PASSAGE PROVIDED ::
Verifying your connection

In this tutorial we will show how to connect to Dimensions on Google BigQuery using Python, so that we can then run a few sample queries.

Note

This tutorial is intended for people who want to query BigQuery via a notebook, but the SQL queries in this lab can also be run directly from the BigQuery console.

Prerequisites

In order to run this tutorial, please ensure that:

You have a valid Dimensions on Google BigQuery account and have configured a Google Cloud project.
You have some basic familiarity with Python and Jupyter notebooks.

(This tutorial is based on a Jupyter notebook that is available directly via GitHub.)

Connection methods

There are a few options available:

Use Google Colaboratory and your personal credentials. This option is the simplest of all, as it doesn't require you to install anything on your computer. It is normally ok for small to mid-sized projects that can live in the cloud.
Use a local Jupyter environment and your personal credentials. This option requires you to install the Google Cloud SDK in order to authenticate. It is the best option if you want to work locally and/or have other Python libraries or services that you need to access.
Use a local Jupyter environment and a service account. This option is really a variance on the option 2, for those users that must use a service account.

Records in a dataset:

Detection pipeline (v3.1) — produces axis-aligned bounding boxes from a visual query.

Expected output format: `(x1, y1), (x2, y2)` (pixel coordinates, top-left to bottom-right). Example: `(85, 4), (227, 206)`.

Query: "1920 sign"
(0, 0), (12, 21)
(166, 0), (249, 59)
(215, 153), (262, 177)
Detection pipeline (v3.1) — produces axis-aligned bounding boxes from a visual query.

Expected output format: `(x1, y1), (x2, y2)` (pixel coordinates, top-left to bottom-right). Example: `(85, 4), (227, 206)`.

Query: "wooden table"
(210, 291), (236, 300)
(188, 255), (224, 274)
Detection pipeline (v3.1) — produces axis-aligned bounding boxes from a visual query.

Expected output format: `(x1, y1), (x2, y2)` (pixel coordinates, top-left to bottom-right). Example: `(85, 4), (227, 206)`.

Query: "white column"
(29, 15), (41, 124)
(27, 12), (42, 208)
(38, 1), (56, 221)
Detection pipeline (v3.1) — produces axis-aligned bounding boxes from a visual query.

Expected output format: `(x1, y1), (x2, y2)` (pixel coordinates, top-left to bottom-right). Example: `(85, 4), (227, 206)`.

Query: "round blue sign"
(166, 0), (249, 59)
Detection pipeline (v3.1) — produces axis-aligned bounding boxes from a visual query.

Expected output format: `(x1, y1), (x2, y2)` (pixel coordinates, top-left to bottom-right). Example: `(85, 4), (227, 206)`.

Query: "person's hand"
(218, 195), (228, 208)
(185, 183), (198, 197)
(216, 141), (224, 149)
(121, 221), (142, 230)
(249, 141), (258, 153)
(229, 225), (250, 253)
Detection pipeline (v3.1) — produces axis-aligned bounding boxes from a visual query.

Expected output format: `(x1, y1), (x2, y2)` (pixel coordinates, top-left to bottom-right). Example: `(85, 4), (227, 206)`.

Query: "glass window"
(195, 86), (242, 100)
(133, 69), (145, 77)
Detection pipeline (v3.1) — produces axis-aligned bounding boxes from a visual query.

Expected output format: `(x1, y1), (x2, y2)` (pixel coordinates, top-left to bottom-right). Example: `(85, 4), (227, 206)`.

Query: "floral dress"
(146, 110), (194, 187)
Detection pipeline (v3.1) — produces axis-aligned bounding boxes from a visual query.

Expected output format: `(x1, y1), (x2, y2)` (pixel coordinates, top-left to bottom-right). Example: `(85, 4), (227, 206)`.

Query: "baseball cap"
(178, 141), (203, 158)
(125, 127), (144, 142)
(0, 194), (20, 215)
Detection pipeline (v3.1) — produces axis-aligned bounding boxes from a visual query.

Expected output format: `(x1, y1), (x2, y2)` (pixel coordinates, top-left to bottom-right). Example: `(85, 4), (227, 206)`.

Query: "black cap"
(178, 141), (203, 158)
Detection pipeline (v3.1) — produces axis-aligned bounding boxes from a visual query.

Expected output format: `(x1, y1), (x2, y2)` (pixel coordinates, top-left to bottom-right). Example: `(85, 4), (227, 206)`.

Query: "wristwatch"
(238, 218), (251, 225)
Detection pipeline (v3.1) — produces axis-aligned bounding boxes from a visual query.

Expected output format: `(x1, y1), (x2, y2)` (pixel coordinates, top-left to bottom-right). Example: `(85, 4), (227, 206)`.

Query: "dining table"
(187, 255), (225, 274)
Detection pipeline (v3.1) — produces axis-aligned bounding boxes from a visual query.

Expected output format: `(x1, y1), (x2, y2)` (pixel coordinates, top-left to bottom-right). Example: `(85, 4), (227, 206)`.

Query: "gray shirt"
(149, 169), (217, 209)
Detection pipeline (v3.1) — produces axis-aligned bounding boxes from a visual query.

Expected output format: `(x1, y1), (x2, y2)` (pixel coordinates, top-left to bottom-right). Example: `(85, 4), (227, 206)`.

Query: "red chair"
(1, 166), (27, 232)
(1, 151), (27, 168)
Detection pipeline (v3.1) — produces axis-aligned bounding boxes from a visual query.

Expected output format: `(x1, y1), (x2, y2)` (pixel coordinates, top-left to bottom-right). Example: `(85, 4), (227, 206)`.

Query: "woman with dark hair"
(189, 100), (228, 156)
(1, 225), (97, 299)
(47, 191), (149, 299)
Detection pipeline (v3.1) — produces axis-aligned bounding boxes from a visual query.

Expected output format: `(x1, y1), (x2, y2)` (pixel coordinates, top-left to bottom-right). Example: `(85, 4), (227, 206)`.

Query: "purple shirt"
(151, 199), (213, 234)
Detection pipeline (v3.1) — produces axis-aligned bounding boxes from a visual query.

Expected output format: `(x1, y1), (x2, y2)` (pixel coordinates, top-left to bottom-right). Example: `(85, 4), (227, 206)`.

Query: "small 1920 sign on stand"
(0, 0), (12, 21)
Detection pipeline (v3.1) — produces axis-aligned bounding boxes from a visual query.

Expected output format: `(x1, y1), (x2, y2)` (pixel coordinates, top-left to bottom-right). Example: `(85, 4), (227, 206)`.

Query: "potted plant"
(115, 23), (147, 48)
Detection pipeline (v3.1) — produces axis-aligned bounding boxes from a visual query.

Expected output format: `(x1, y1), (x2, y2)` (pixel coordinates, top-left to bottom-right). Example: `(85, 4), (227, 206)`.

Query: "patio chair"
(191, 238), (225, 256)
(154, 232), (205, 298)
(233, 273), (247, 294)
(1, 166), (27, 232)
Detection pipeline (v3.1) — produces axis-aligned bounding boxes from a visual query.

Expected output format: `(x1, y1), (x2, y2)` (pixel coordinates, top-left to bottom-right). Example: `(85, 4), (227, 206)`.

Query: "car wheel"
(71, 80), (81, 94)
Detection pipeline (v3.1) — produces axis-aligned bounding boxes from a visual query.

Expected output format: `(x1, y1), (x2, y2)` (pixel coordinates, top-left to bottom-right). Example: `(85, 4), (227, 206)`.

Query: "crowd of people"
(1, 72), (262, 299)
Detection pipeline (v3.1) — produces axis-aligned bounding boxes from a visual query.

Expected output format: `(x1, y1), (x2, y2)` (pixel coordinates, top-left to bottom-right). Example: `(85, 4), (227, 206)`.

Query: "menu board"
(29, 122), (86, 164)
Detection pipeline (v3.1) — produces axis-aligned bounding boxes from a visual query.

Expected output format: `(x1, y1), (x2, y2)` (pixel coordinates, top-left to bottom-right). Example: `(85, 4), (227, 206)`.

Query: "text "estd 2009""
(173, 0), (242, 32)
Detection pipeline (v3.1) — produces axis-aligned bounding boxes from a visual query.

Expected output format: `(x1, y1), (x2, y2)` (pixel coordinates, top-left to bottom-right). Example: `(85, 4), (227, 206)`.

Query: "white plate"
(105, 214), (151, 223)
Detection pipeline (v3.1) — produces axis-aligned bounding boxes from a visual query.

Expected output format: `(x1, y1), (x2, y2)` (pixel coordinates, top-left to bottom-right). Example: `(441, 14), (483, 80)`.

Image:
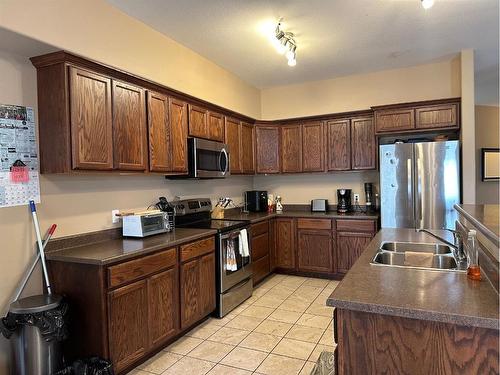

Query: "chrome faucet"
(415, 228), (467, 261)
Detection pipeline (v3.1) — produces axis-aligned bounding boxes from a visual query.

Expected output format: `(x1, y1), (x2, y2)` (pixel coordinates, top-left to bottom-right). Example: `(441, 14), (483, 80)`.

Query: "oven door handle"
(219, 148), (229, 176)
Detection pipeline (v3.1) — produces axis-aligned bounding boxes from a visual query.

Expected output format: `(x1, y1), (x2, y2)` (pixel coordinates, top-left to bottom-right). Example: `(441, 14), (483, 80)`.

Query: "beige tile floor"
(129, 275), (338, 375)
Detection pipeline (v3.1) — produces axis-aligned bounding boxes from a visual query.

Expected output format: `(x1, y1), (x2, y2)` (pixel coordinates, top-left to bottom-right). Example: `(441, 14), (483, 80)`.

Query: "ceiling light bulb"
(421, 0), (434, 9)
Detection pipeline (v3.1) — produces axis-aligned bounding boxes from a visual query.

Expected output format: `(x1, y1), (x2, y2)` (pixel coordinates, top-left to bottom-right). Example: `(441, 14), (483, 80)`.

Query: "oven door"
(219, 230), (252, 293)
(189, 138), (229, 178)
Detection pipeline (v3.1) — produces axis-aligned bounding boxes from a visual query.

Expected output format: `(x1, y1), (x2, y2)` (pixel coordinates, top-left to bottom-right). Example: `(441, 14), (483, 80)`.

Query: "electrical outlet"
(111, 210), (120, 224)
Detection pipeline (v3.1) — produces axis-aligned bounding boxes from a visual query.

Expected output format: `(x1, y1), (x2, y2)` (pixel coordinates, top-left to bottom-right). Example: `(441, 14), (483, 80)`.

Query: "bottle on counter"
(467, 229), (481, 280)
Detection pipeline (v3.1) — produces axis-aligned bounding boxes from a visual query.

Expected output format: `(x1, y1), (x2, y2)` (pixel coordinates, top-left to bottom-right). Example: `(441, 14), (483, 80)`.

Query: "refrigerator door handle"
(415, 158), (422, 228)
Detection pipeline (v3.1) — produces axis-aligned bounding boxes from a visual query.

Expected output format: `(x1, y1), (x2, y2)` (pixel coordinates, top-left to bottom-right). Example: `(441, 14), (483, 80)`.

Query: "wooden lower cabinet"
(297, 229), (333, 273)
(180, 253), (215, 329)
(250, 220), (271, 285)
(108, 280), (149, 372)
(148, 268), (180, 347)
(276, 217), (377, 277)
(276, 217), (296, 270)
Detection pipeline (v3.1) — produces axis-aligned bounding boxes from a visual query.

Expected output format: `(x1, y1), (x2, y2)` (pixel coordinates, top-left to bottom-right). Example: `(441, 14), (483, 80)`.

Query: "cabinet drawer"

WORK INSTRUCTION :: Extend the tutorial on connecting to Dimensions on Google BigQuery with Python, picking up after its last sentence about the third connection option.

ANSWER TO THIS TASK ::
NOTE All of these options require you to first set up a GCP project (if you haven't done it already) and provide your project ID. E.g.:

MY_PROJECT_ID = "my-cool-gbq-project"

Option 1: using Google Colaboratory and your personal credentials

Google Colaboratory is a free cloud-based Jupyter environment from Google. This option provides an easy service allowing you to get started with notebooks.

Using your Google Account you can create notebooks, execute BigQuery queries and share these with other Google Accounts quickly and easily.

# authentication happens via your browser
from google.colab import auth
auth.authenticate_user()
print('Authenticated')

MY_PROJECT_ID = "my-cool-gbq-project"
from google.cloud import bigquery
client = bigquery.Client(project=MY_PROJECT_ID)

Option 2: using a local Jupyter and your personal credentials

A Google Account represents a developer, an administrator, or any other person who interacts with Google Cloud. This is normally the Google account one has used to get access to the Dimensions on BigQuery product.

In order to configure programmatic access for local development, the easiest way is to authenticate using the Google Cloud SDK.

$ gcloud auth application-default login

Note: the command above should be run from a Terminal or console. This will generate a JSON file that is used as the default application credentials for the account that was selected in the above login process. When using the default Client for each Google provided package (such as BigQuery) they should automatically authenticate using these default credentials.

# install python client library
!pip install google-cloud-bigquery -U --quiet

from google.cloud import bigquery

MY_PROJECT_ID = "my-cool-gbq-project"
client = bigquery.Client(project=MY_PROJECT_ID)

Option 3: using a local Jupyter and a service account

A service account is a special kind of account used by an application or a virtual machine (VM) instance, not a person.

Each service account is associated with two sets of public/private RSA key pairs that are used to authenticate to Google: Google-managed keys, and user-managed keys.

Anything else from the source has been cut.